Exercise: Return each record shown beneath, word for word.

++++++++++

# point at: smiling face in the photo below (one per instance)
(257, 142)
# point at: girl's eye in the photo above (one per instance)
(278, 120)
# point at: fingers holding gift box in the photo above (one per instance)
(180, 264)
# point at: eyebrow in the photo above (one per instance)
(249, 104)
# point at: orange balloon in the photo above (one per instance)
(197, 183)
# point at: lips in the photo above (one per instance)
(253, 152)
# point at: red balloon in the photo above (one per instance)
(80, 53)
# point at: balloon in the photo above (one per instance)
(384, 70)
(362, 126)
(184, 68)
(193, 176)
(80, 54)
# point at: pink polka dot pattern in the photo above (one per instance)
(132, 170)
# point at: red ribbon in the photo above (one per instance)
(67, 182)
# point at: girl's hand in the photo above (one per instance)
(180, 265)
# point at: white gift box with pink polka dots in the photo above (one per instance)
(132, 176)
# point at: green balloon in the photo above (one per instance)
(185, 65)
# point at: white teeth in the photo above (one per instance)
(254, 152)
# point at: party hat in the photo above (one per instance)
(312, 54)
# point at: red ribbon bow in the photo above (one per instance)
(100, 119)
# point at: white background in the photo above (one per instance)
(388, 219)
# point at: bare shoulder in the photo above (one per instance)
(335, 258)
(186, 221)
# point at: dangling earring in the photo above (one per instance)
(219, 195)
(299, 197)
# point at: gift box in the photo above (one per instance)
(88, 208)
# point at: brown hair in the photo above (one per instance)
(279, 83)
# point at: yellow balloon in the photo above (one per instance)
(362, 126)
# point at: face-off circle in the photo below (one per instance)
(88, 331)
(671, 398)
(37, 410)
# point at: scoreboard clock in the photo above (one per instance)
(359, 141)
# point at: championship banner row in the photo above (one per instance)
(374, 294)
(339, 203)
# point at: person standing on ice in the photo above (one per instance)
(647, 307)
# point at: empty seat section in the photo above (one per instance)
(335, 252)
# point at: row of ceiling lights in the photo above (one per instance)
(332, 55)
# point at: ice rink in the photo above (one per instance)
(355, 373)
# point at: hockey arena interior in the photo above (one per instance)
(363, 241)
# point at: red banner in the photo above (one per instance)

++++++++++

Task answer:
# point at: smiling face in the photo below (one per instance)
(257, 142)
# point at: girl's eye in the photo above (one per instance)
(278, 120)
# point at: fingers holding gift box in the photo above (one per instance)
(180, 264)
# point at: eyebrow in the photo above (one per instance)
(249, 104)
# point at: orange balloon in the photo above (one per instance)
(197, 183)
# point at: lips in the photo above (one per instance)
(253, 152)
# point at: red balloon in the photo above (one per instance)
(80, 53)
# point at: balloon in the photo above (one per instance)
(384, 70)
(362, 126)
(184, 68)
(193, 176)
(80, 54)
# point at: pink polka dot pattern in the photo above (one per instance)
(132, 170)
# point at: red ribbon in the photo above (one per instance)
(67, 182)
# point at: girl's hand in the photo above (one per instance)
(180, 265)
# point at: white gift box with pink polka dots in the photo above (one per instance)
(132, 176)
# point at: green balloon in the photo above (one per instance)
(185, 65)
# point at: white teeth in the photo above (one per instance)
(254, 152)
# point at: party hat in the photo above (one per instance)
(312, 54)
# point at: red ribbon bow in the photo above (one per instance)
(100, 119)
# point at: white background in the photo above (one per instance)
(388, 219)
# point at: bare shoulder in the photo above (one per instance)
(335, 258)
(186, 221)
# point at: dangling earring in the photo above (one per instance)
(219, 195)
(299, 197)
# point at: gift box in the photo above (one per instance)
(88, 208)
# point at: brown hair in the photo above (one per instance)
(279, 83)
# point at: yellow balloon in the photo above (one per instance)
(362, 126)
# point at: face-off circle in the photo below (one per instance)
(88, 331)
(671, 398)
(37, 410)
# point at: scoreboard clock in the photo above (one per instance)
(359, 141)
# point at: championship banner row in the photo above (one per instance)
(374, 294)
(339, 203)
# point at: person standing on ice in the photo above (one per instance)
(647, 307)
# point at: empty seat section in the photo above (one per instance)
(335, 252)
# point at: row of ceiling lights in the photo above (one per instance)
(332, 55)
# point at: ice rink in the photo above (one per instance)
(355, 373)
# point at: hockey arena interior in the photo above (one per instance)
(363, 241)
# point at: red banner in the photo above (one per instance)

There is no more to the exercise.